**Task to complete**
Print the records below once again, exactly as they were given.

**Material for the task**
= Beginning of Section =
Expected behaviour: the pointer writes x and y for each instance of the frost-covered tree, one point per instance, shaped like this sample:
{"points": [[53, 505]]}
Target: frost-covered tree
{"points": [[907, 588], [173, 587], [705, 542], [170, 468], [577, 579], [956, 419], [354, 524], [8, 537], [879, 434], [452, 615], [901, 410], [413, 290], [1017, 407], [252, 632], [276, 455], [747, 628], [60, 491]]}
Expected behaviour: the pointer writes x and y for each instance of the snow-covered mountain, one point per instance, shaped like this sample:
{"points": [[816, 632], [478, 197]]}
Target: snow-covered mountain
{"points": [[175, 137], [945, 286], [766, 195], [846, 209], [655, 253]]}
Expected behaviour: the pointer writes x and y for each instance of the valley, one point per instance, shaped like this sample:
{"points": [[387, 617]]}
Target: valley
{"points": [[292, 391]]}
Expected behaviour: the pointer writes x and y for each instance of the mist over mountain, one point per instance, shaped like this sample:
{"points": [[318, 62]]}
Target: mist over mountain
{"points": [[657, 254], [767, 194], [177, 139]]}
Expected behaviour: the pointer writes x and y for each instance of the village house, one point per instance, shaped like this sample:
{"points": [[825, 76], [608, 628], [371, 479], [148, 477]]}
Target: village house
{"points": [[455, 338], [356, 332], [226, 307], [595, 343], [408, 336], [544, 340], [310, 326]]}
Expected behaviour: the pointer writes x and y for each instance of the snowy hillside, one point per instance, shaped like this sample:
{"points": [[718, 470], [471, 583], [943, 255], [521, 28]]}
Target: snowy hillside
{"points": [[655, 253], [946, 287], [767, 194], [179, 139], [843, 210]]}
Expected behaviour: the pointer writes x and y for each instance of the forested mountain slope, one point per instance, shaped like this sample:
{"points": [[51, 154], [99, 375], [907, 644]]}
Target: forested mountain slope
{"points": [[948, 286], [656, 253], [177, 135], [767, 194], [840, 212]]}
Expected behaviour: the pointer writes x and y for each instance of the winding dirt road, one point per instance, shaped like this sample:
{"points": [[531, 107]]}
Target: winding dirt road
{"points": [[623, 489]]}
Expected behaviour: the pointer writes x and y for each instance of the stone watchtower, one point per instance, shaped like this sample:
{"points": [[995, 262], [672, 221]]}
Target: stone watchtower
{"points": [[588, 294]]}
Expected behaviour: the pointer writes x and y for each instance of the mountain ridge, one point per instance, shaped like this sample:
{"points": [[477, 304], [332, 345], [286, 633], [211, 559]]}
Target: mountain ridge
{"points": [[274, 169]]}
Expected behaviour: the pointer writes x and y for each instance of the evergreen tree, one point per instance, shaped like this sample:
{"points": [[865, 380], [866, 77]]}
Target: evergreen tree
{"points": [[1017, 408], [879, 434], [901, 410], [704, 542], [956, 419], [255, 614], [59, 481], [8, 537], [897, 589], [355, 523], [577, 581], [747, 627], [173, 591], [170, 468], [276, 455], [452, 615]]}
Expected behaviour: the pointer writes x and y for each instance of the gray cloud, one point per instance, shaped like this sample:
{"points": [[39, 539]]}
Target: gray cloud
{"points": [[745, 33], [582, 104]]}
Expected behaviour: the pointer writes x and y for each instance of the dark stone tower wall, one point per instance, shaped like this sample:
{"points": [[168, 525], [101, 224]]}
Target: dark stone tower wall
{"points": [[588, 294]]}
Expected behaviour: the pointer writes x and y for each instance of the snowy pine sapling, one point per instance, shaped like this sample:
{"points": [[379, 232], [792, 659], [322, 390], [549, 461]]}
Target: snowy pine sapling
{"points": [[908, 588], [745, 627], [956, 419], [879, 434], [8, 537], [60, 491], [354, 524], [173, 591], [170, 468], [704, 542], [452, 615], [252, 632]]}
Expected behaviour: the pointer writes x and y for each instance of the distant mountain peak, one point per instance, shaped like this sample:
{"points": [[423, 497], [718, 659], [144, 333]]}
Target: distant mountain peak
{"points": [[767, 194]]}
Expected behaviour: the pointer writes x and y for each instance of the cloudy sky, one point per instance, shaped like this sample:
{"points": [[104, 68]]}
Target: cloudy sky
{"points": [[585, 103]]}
= End of Section =
**Written response**
Expected behaviour: the pointer writes x and y for each instance of the frost-covered tree, one point per instance, shaped like this sample:
{"points": [[53, 505]]}
Target: frost-covered tree
{"points": [[907, 588], [173, 587], [705, 542], [170, 468], [577, 579], [956, 419], [354, 524], [8, 537], [879, 434], [452, 615], [901, 410], [413, 290], [1017, 407], [252, 632], [276, 455], [747, 628], [60, 491]]}
Expected behaviour: the pointer writes x and y for each instance of the snow-covered mountain, one point per instance, shaped like this sample:
{"points": [[816, 632], [478, 197]]}
Target: snow-covered mountain
{"points": [[175, 137], [945, 286], [766, 195], [846, 209], [655, 253]]}
Expected behaviour: the pointer writes x and y for each instance of the valley, one point per instance, shaped like this sample:
{"points": [[387, 617]]}
Target: valley
{"points": [[292, 391]]}
Expected behaviour: the pointer writes x and y for each instance of the mist over mountain, one point per instance, shaped like this sample:
{"points": [[318, 62]]}
Target: mist over mountain
{"points": [[657, 254], [767, 194], [177, 139]]}
Expected behaviour: the pointer writes x and y for each instance of the village house, one point per instance, shaped like this sample:
{"points": [[825, 76], [608, 628], [371, 479], [148, 477]]}
Target: village house
{"points": [[455, 338], [356, 332], [226, 307], [595, 343], [408, 336], [544, 340], [310, 326]]}
Expected behaviour: the pointer writes x and y for each instance of the snowy hillside, one point per instance, shaped like this sample:
{"points": [[718, 470], [471, 583], [943, 255], [521, 28]]}
Target: snowy hillside
{"points": [[655, 253], [946, 287], [767, 194], [179, 139], [843, 210]]}
Expected behaviour: the pointer writes x and y for each instance of the forested mountain slope, one point per instance, shaped like this sample:
{"points": [[51, 154], [99, 375], [907, 644]]}
Target: forested mountain slope
{"points": [[948, 286], [656, 253], [177, 135], [767, 194], [840, 212]]}
Expected behaviour: the pointer writes x and y for each instance of the winding dirt road, one point per instance, shaped like this sample:
{"points": [[531, 107]]}
Target: winding dirt road
{"points": [[623, 489]]}
Expected behaviour: the pointer writes x and y for each instance of the stone watchtower, one point per instance, shaped like this sample:
{"points": [[995, 262], [672, 221]]}
Target: stone watchtower
{"points": [[588, 294]]}
Expected behaviour: the pointer writes x and y for each instance of the mountain ridge, one point per instance, shaped like this sample:
{"points": [[477, 304], [332, 345], [286, 633], [211, 559]]}
Target: mountain ridge
{"points": [[274, 169]]}
Expected behaviour: the pointer writes x and y for each instance of the evergreen tree, one point per instance, shaped like this sample:
{"points": [[865, 380], [866, 77]]}
Target: evergreen tree
{"points": [[1017, 408], [879, 434], [901, 410], [704, 542], [956, 419], [255, 614], [59, 481], [8, 537], [897, 589], [355, 523], [577, 581], [747, 627], [173, 591], [170, 468], [276, 455], [452, 615]]}
Expected behaviour: the pointer writes x and y for each instance of the gray cloud, one point per instance, shaped like this sample:
{"points": [[39, 539]]}
Target: gray cloud
{"points": [[745, 33], [582, 104]]}
Expected behaviour: the pointer writes x and y for each instance of the dark stone tower wall, one point per instance, shaped like this sample:
{"points": [[168, 525], [101, 224]]}
Target: dark stone tower wall
{"points": [[588, 294]]}
Expected behaviour: the pointer writes x and y for each instance of the snowy pine sapling, one point per instance, shaped like this sample:
{"points": [[379, 232], [792, 659], [322, 390], [549, 461]]}
Target: snowy pine sapling
{"points": [[908, 588], [745, 627], [956, 419], [879, 434], [8, 537], [60, 491], [354, 524], [173, 591], [170, 468], [704, 542], [452, 615], [252, 632]]}
Expected behaviour: the pointer writes x and y for each instance of the distant mountain peak, one point per instance, shaped like this sample:
{"points": [[423, 497], [718, 659], [144, 333]]}
Target: distant mountain peak
{"points": [[767, 194]]}
Expected behaviour: the pointer writes x and y for each instance of the cloudy sky, one point per instance, shaped like this sample:
{"points": [[104, 68]]}
Target: cloudy sky
{"points": [[585, 103]]}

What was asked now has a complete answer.